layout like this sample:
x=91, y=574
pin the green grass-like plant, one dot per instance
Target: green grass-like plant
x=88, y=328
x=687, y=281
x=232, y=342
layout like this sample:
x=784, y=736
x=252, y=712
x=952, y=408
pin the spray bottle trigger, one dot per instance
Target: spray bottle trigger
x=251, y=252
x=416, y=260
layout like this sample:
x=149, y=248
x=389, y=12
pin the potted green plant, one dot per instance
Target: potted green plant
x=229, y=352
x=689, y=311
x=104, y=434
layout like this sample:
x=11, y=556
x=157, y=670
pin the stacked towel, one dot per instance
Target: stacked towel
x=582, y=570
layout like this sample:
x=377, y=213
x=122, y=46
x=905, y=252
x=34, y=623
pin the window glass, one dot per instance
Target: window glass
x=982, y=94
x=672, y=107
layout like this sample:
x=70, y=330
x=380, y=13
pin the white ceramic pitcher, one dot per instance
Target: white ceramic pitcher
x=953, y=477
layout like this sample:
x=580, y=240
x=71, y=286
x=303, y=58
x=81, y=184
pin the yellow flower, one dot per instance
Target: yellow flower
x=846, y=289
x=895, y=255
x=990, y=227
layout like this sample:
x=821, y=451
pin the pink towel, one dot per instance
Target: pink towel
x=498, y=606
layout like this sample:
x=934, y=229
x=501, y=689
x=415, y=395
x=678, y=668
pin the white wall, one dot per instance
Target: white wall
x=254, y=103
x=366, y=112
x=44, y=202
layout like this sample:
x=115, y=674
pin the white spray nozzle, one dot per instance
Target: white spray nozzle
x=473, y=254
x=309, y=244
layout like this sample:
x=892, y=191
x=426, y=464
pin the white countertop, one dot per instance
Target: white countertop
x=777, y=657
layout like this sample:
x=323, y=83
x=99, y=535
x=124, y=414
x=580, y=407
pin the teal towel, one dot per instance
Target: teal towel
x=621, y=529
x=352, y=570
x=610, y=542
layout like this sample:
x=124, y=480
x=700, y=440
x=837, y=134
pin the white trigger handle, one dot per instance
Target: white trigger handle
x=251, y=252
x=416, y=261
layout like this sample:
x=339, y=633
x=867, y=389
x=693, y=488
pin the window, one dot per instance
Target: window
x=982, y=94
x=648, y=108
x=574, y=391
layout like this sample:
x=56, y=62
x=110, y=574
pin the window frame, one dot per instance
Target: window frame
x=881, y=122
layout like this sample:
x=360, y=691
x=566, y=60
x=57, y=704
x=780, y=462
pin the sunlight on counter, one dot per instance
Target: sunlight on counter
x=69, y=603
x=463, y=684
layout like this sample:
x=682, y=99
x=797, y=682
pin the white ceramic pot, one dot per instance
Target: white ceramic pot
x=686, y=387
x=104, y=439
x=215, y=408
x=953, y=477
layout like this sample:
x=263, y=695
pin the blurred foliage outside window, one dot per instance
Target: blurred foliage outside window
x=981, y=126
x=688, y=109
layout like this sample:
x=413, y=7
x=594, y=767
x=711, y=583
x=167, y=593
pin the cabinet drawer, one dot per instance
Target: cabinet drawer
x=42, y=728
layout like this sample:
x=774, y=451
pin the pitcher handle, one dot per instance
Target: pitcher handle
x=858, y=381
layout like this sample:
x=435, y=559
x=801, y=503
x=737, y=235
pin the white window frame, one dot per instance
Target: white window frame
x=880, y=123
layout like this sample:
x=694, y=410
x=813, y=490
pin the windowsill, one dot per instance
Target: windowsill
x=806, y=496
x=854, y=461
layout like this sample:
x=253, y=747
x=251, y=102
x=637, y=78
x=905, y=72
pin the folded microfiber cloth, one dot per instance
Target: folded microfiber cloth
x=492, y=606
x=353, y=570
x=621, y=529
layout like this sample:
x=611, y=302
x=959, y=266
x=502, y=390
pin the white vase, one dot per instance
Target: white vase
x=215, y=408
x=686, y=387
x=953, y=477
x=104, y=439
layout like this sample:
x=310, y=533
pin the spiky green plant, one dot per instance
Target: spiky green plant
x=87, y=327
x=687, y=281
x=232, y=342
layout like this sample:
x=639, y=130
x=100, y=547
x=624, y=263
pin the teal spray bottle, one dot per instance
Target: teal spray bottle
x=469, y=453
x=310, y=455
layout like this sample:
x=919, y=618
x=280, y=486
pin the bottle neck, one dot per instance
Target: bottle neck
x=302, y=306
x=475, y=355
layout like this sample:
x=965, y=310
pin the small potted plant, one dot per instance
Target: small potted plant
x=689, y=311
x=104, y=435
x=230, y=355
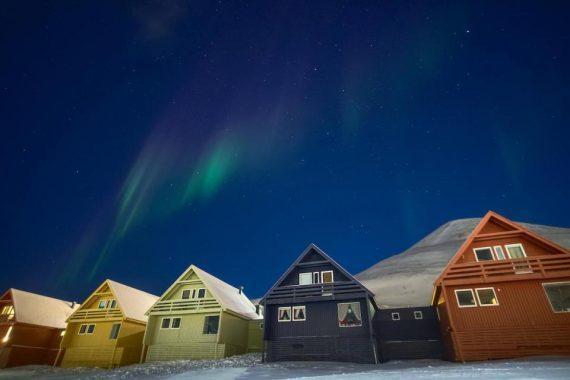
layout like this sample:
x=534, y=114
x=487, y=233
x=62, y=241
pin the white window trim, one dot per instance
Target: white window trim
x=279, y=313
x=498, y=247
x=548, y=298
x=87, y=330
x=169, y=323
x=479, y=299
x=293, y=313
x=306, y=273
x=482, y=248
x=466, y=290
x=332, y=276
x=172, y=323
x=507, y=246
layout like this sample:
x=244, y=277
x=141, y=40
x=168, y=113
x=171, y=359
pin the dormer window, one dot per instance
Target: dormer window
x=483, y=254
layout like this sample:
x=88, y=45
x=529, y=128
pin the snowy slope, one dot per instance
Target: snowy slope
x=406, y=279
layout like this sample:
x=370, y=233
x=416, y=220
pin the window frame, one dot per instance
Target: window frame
········
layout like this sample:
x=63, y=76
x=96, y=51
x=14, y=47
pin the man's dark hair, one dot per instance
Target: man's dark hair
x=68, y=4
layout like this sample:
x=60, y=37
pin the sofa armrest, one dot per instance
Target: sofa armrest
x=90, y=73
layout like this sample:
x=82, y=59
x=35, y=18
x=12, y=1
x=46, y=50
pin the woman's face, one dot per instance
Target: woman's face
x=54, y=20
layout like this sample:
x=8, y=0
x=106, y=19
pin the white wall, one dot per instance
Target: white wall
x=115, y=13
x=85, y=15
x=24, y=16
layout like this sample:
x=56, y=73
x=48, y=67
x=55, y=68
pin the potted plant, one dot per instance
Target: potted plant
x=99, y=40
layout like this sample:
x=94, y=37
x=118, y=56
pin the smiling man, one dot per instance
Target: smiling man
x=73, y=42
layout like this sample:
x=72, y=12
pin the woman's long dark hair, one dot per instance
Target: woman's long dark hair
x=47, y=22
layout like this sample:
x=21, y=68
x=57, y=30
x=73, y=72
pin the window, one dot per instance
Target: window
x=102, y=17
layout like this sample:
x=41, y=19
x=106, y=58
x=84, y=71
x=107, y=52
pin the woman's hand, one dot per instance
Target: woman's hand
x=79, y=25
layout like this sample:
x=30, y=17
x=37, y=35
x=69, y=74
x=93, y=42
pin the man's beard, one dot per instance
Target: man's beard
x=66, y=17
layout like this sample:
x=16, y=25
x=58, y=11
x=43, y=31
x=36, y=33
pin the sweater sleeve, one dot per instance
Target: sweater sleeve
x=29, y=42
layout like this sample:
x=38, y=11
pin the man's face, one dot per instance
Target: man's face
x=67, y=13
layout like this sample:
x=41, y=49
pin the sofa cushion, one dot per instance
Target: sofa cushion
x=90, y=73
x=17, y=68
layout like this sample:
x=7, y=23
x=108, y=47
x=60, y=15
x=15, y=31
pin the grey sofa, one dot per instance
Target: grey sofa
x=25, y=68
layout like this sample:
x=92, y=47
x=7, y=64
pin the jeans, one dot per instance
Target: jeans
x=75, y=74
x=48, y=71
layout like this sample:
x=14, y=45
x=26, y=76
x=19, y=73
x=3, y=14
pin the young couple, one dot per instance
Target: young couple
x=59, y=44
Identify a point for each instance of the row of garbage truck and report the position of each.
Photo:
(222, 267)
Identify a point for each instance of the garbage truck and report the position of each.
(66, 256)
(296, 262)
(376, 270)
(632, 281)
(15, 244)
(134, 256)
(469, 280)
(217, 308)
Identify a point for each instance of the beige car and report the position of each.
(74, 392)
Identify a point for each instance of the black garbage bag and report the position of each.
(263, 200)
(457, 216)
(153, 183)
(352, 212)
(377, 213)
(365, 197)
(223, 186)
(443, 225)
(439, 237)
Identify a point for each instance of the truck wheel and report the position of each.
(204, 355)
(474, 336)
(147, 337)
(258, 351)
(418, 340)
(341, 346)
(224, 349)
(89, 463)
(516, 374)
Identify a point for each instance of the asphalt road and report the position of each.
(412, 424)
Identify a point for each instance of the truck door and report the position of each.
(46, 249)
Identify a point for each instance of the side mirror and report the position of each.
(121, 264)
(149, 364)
········
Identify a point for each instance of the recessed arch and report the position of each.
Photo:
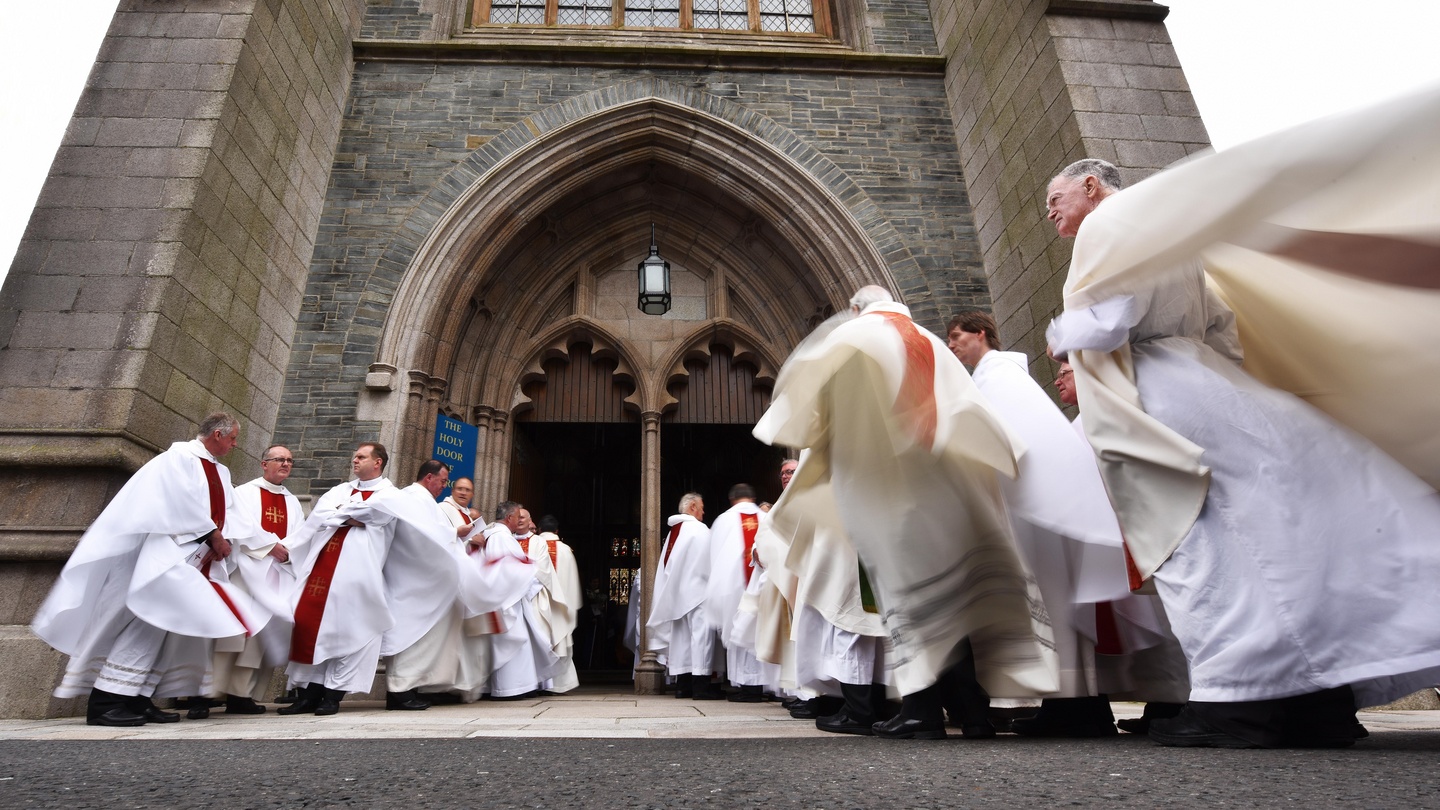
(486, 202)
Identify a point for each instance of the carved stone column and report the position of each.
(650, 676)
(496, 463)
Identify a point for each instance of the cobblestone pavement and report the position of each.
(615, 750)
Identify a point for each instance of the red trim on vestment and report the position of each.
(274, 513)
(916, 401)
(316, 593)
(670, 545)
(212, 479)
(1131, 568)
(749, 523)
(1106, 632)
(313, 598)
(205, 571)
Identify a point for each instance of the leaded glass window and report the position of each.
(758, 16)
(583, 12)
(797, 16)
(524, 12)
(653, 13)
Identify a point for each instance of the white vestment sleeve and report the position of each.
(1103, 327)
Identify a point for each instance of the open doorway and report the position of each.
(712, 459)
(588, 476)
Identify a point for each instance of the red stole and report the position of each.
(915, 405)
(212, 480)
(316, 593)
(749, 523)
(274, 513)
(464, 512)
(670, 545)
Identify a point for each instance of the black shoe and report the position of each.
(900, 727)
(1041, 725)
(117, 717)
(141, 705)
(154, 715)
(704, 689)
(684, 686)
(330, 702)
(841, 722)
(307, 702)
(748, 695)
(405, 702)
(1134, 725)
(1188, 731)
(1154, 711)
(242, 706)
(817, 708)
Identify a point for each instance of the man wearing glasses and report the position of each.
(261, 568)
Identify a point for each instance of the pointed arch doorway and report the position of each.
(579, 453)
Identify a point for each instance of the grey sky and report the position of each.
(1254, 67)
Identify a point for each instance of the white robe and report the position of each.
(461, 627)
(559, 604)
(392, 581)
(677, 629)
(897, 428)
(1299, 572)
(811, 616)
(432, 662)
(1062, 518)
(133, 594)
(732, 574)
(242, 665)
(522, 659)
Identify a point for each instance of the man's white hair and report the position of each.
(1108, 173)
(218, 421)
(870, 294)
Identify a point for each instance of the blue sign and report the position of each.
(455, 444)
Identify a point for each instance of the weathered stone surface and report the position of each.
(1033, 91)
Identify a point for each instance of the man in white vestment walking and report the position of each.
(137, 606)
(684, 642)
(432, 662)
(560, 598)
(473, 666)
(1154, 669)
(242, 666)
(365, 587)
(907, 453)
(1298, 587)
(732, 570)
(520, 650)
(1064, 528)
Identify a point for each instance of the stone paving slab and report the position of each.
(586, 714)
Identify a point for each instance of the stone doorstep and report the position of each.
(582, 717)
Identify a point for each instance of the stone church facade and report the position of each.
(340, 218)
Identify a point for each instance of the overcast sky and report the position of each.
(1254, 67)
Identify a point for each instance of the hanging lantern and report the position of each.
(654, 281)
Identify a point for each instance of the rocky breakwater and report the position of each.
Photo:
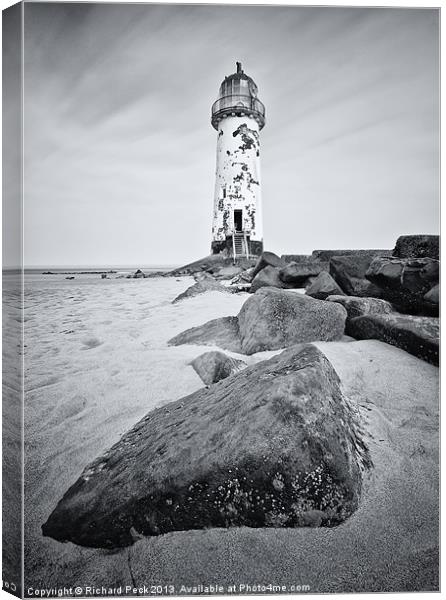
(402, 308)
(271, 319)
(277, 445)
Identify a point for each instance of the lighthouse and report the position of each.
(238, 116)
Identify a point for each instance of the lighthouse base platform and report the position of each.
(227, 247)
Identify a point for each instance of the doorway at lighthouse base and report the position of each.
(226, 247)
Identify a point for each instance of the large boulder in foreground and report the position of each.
········
What to do | Copy out the data above, keeping every line the same as it appears, from the line with "Identify a point for each instance of the man in" to the line with "(1064, 528)", both of those lines included.

Solution to this exercise |
Identify a point for each instance of the man in white vestment walking and report the position of each.
(137, 606)
(684, 642)
(432, 662)
(560, 598)
(473, 666)
(1154, 669)
(242, 666)
(365, 587)
(907, 453)
(1298, 587)
(732, 570)
(520, 650)
(1064, 528)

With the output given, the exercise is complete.